Source material:
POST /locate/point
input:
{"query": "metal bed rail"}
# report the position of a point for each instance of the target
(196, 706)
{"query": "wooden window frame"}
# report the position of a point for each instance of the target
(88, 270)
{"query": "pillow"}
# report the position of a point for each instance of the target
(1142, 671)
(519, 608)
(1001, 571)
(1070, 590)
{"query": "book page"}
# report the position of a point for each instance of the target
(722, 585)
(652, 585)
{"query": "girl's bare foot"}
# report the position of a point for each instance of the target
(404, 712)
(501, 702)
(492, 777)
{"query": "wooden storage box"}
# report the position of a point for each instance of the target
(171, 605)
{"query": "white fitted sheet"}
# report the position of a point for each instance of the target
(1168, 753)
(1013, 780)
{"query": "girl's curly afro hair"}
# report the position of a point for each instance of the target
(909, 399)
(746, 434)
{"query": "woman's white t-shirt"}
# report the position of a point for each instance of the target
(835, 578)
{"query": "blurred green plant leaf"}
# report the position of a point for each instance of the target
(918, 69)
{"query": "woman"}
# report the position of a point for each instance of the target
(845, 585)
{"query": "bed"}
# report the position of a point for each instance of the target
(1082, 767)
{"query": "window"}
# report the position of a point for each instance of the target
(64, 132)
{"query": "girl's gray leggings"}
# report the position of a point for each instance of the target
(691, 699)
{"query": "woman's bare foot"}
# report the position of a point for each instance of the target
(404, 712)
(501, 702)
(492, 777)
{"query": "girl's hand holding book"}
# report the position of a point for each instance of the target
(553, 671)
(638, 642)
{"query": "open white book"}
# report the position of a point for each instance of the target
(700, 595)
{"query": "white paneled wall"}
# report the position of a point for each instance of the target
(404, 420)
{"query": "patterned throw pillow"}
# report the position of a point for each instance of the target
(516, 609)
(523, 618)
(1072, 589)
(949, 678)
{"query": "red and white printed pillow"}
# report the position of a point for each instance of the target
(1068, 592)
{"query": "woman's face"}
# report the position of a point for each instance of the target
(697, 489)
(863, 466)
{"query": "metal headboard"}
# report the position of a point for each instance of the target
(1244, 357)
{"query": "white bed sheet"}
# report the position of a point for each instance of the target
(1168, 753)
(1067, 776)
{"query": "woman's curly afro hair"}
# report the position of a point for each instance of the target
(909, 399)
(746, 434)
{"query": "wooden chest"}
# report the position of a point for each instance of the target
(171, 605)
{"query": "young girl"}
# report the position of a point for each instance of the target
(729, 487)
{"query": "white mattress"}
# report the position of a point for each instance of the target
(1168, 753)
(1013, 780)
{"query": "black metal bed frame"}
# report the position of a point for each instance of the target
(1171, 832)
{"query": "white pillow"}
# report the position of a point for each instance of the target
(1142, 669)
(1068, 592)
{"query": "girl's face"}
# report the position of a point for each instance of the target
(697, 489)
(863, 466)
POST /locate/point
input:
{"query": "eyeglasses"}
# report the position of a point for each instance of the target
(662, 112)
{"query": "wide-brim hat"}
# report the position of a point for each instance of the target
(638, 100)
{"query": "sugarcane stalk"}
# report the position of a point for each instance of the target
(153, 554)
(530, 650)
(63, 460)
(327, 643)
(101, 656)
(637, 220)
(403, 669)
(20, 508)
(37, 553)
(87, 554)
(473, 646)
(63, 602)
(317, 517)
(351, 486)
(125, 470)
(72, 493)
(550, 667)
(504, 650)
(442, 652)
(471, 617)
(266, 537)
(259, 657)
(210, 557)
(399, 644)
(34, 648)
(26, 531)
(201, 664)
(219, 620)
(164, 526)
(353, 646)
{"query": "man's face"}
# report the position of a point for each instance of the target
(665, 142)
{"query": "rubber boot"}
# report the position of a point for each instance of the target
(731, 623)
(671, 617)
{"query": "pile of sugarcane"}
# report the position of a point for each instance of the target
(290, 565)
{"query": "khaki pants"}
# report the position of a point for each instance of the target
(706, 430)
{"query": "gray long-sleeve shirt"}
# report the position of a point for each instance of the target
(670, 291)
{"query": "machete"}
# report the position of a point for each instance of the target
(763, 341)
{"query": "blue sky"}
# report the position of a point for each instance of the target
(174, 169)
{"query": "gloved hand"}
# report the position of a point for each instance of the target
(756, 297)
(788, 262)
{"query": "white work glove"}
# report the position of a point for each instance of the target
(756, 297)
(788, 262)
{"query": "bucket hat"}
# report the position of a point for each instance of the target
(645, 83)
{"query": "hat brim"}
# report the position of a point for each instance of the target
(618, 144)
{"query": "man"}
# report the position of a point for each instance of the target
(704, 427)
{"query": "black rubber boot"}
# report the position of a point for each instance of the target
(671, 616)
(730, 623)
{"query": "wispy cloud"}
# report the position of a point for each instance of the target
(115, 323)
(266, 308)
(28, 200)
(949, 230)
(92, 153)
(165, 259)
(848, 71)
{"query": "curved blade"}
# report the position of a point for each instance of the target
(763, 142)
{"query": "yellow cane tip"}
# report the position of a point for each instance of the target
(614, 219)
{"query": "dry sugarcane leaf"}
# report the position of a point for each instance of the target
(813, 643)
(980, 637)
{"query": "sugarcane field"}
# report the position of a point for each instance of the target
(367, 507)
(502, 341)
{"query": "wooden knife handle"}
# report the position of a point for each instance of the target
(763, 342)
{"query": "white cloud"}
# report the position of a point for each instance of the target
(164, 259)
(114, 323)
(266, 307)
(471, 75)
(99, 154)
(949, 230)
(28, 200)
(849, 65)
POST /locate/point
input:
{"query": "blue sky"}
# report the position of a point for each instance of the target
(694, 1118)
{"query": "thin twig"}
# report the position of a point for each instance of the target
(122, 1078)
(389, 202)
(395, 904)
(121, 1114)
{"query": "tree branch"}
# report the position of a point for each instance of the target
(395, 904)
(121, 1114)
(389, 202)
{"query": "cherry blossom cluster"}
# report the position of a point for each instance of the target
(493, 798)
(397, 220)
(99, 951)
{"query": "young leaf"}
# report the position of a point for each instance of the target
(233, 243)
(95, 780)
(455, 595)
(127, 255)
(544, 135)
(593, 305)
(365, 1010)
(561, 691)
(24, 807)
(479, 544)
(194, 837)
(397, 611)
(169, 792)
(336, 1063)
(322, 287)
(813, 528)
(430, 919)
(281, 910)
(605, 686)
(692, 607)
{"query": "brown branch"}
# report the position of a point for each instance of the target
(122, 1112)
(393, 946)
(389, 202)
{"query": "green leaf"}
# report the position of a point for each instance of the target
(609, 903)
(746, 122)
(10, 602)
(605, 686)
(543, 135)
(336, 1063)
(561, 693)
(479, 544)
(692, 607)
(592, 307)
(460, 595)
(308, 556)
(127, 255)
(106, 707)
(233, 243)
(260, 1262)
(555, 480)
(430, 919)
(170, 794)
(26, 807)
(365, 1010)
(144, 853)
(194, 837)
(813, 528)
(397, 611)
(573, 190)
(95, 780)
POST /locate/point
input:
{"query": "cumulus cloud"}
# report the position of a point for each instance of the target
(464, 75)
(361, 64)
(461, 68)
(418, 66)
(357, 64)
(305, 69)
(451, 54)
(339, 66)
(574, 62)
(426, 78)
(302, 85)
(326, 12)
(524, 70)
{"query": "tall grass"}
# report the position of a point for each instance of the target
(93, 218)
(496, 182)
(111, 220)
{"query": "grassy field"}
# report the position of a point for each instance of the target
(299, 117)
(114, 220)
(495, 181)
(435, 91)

What is needed:
All of the data above should be reproduced exactly, with nothing left out.

Answer to the problem:
POST /locate/point
input:
{"query": "metal bed rail"}
# report the position of a point for each instance of the target
(196, 706)
{"query": "wooden window frame"}
# report the position of a point for each instance of the target
(88, 270)
{"query": "pillow"}
# report the position of a point for each instance of the target
(1142, 671)
(519, 608)
(1001, 571)
(1070, 590)
{"query": "book page"}
# report the position of a point for each instance of the target
(722, 585)
(652, 585)
{"query": "girl's bare foot"}
# report the position of a point for each instance of the target
(404, 712)
(501, 702)
(492, 777)
{"query": "wooden storage box"}
# report the position of a point for each instance of the target
(171, 605)
{"query": "white fitted sheet"}
# report the position of a point for each instance of the target
(1168, 753)
(1013, 780)
{"query": "girl's curly afro hair"}
# report the position of a point for each instance of the target
(909, 399)
(746, 434)
{"query": "woman's white t-shirt"}
# report the position of a point for each instance of the target
(835, 578)
{"query": "blurred green plant leaf"}
# report the position of a point for each instance of the target
(918, 69)
{"query": "woman"}
# report the position of a point for each instance of the target
(845, 585)
{"query": "bed"}
# report the position of a point for each instance of the target
(1082, 767)
{"query": "window"}
# report the position of a point for each instance of the target
(64, 132)
{"query": "girl's gray leggings"}
# report the position of a point for each instance of the target
(691, 699)
{"query": "woman's bare foot"}
# report the position of a point for each instance of the target
(404, 712)
(501, 702)
(492, 777)
{"query": "girl's hand holding book"}
# report the position of a point for each instance of the target
(553, 671)
(638, 642)
{"query": "open white book"}
# report the position of a point for each instance of the target
(700, 595)
{"query": "white paneled wall"}
# report the position of a point for each instance of the target
(404, 420)
{"query": "patterned throw pillow"}
# report the position of a point for each instance of the target
(516, 609)
(523, 618)
(1072, 589)
(949, 678)
{"query": "red and white printed pillow"}
# report the position of a point for each instance of the target
(1068, 592)
{"query": "woman's face"}
# report the position of a point for each instance of the target
(697, 489)
(863, 466)
{"query": "metal headboard"}
# report the position of a point for each instance of the target
(1244, 357)
{"query": "white bed sheet"}
# report the position of a point for each instance of the target
(1168, 753)
(1067, 776)
{"query": "woman's curly afro hair"}
# report the position of a point for each instance of the target
(909, 399)
(746, 434)
{"query": "wooden chest"}
# report the position of a point for each instance of the target
(171, 605)
{"query": "young girl"}
# report the position of a point for each instance of the target
(729, 487)
{"query": "white mattress"}
# report the position of a point for each instance of the target
(1168, 753)
(1013, 780)
{"query": "black metal bed frame"}
# report the position of a point for each instance of the target
(1171, 832)
{"query": "white pillow"}
# report the position of a point for each instance of the target
(1142, 669)
(1068, 592)
{"query": "girl's face"}
# report the position of a point for each instance of the target
(697, 489)
(863, 466)
POST /locate/point
input:
{"query": "eyeglasses"}
# report the position of a point for each instance of the target
(662, 112)
{"query": "wide-brim hat"}
# report the position of a point for each instance of the target
(638, 100)
{"query": "sugarcane stalk"}
# report the position of a point for each instance of the target
(153, 554)
(530, 650)
(63, 460)
(327, 643)
(101, 656)
(637, 220)
(403, 669)
(20, 508)
(37, 553)
(87, 554)
(473, 646)
(63, 602)
(317, 517)
(351, 486)
(125, 470)
(72, 493)
(550, 667)
(504, 650)
(442, 652)
(471, 617)
(266, 537)
(259, 657)
(210, 557)
(399, 644)
(34, 648)
(26, 531)
(201, 664)
(219, 620)
(164, 526)
(353, 646)
{"query": "man's face"}
# report the position of a point for each instance of the target
(665, 142)
{"query": "rubber boot"}
# report the position of a point for each instance of the target
(731, 623)
(671, 617)
{"query": "pile of sugarcane"}
# report the position of a point for each instance of the target
(290, 565)
{"query": "khaki pants"}
# report the position of a point for each instance of the target
(706, 430)
{"query": "gray long-sleeve shirt"}
# report the position of a point for each instance of the target
(670, 291)
{"query": "machete"}
# report the position of a point for each instance of the target
(763, 341)
{"query": "blue sky"}
# report the position of a point for each instance of the target
(174, 169)
{"query": "gloved hand"}
# report the position of a point for each instance of the target
(756, 297)
(788, 262)
{"query": "white work glove"}
# report the position of a point for each instance of the target
(756, 297)
(788, 262)
{"query": "bucket hat"}
# report the position of a point for each instance of the target
(645, 83)
{"query": "hat brim"}
# report the position of a point for each instance of the target
(618, 144)
{"query": "man"}
# report the position of a point for each instance of the target
(704, 427)
{"query": "black rubber boot"}
# report the position of a point for each instance of the target
(671, 616)
(730, 623)
{"query": "wispy cloud"}
# report the position of a point for each instance of the target
(115, 323)
(266, 308)
(28, 200)
(949, 230)
(92, 153)
(165, 259)
(848, 71)
{"query": "curved blade"}
# report the position of a point for each instance of the target
(763, 142)
{"query": "yellow cane tip"}
# report the position of a point for each instance of the target
(614, 219)
{"query": "dry sugarcane leaf"}
# report the position of a point for each instance of the target
(813, 643)
(980, 637)
{"query": "sugarcane field"}
# report the position of a point for each instance of the target
(367, 507)
(502, 341)
{"query": "wooden knife handle"}
# report the position of a point for each instance of the target
(763, 342)
{"query": "white cloud"}
# report the position of a point for each instance of the target
(164, 259)
(114, 323)
(266, 307)
(471, 75)
(99, 154)
(949, 230)
(28, 200)
(849, 65)
POST /locate/point
input:
{"query": "blue sky"}
# report the position of a point for each instance of the target
(694, 1118)
{"query": "thin twig"}
# report the position of a point for each instance of the target
(122, 1078)
(389, 202)
(395, 904)
(121, 1114)
{"query": "tree branch"}
# report the position of a point for each instance of the target
(395, 904)
(121, 1114)
(389, 202)
{"query": "cherry blossom cluster"}
# report the position of a point for each instance of the target
(493, 798)
(397, 220)
(99, 951)
{"query": "young leaf"}
# report the position of a point for each instance of the target
(233, 243)
(95, 780)
(455, 595)
(127, 255)
(544, 135)
(593, 305)
(365, 1010)
(561, 691)
(24, 807)
(479, 544)
(194, 837)
(397, 611)
(169, 792)
(336, 1063)
(322, 287)
(813, 528)
(430, 919)
(281, 910)
(605, 686)
(692, 607)
{"query": "brown branch"}
# report the position of a point for each instance of the target
(122, 1112)
(393, 946)
(389, 202)
{"query": "green leaf"}
# report the position of a point for each instance of the target
(609, 903)
(746, 122)
(10, 602)
(605, 686)
(543, 135)
(336, 1063)
(561, 693)
(479, 544)
(692, 607)
(592, 307)
(460, 595)
(308, 556)
(127, 255)
(106, 707)
(233, 243)
(260, 1262)
(555, 480)
(430, 919)
(170, 794)
(26, 807)
(365, 1010)
(144, 853)
(194, 837)
(813, 528)
(397, 611)
(573, 190)
(95, 780)
POST /locate/point
input:
{"query": "cumulus cloud"}
# report the position of a point for each instance of the target
(464, 75)
(361, 64)
(461, 68)
(418, 66)
(357, 64)
(305, 69)
(451, 54)
(339, 66)
(574, 62)
(426, 78)
(302, 85)
(326, 12)
(524, 70)
{"query": "tall grass"}
# report the position of a point for each instance of the target
(93, 218)
(496, 182)
(111, 220)
{"query": "grassy field"}
# report the position of a point for each instance of the target
(299, 117)
(114, 220)
(495, 181)
(435, 91)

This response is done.